- [Excerpted text]:
-- BEGIN --
Volunteer, Present and Past
Literacy Volunteers of the New River Valley, computer skills tutoring
Guardian ad Litem, court-appointed special representative for minors in the foster program
National Association of Women Business Owners, vp of administrative services

Interests
cooking and food preservation
local foods and economies
psychology
the arts
small business/entrepreneurship

References available upon request.

Sarah Beth Jones, a timeline

1996
Much to the surprise of many who knew me at the time, I graduated from Walter Hines Page High School.

2002
When I graduate from the University of North Carolina at Greensboro with a B.A. in psychology, I skipped the gown but did wear a Phi Beta Kappa key. I maintained enough of a foothold in non-academic reality to realize that graduation would be the last time it was appropriate to wear said key.

2003
I started my first business, a personal chef service called Dining with Ease. My mom had suggested I name it Elegant and Easy, but I was afraid of being mistaken for a call girl service. The business lasted two years until I realized cooking was one passion I shouldn’t turn into a job.

2004
Wearing a dress fit for a 20’s starlet, I married my sweetie, Rob Jones, in the Nevada dessert. The minister was from a Vegas chapel and had prison tattoos on his hands. He used the word “cleave” over a dozen times in the course of the 10 minute ceremony.

Later in the year, I wrote an impassioned (read: whiny) editorial and sent it to my local paper. The next month, I wrote another. I wrote monthly columns for them for free until they offered me a paid, bimonthly spot that lasted until 2008, when I got axed in a third (or so) round of layoffs.

2006
Rob and I tempted fate by starting an IT business together. We named it Jones Computer and Networking. Jones CAN. It went amazingly well.

As the tech, Rob did most of the work for the business, leaving me free to take a position with Lede Public Relations, a small, now-defunct company where an employee was once tasked with enforcing breaks.
-- END --
- [Provided material]:
-- BEGIN --
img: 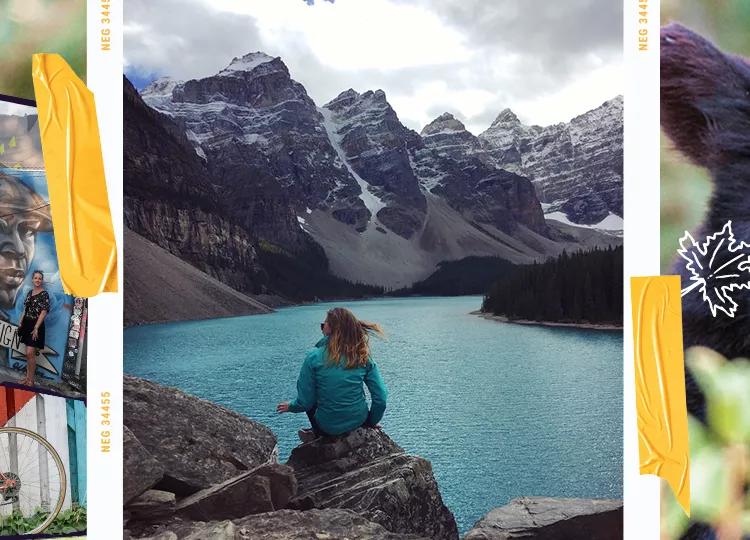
-- END --
- [What you should do]: From the timeline text, copy the passage from "Sarah Beth Jones, a" to "into a job." word for word.

- [Final result]:
Sarah Beth Jones, a timeline

1996
Much to the surprise of many who knew me at the time, I graduated from Walter Hines Page High School.

2002
When I graduate from the University of North Carolina at Greensboro with a B.A. in psychology, I skipped the gown but did wear a Phi Beta Kappa key. I maintained enough of a foothold in non-academic reality to realize that graduation would be the last time it was appropriate to wear said key.

2003
I started my first business, a personal chef service called Dining with Ease. My mom had suggested I name it Elegant and Easy, but I was afraid of being mistaken for a call girl service. The business lasted two years until I realized cooking was one passion I shouldn’t turn into a job.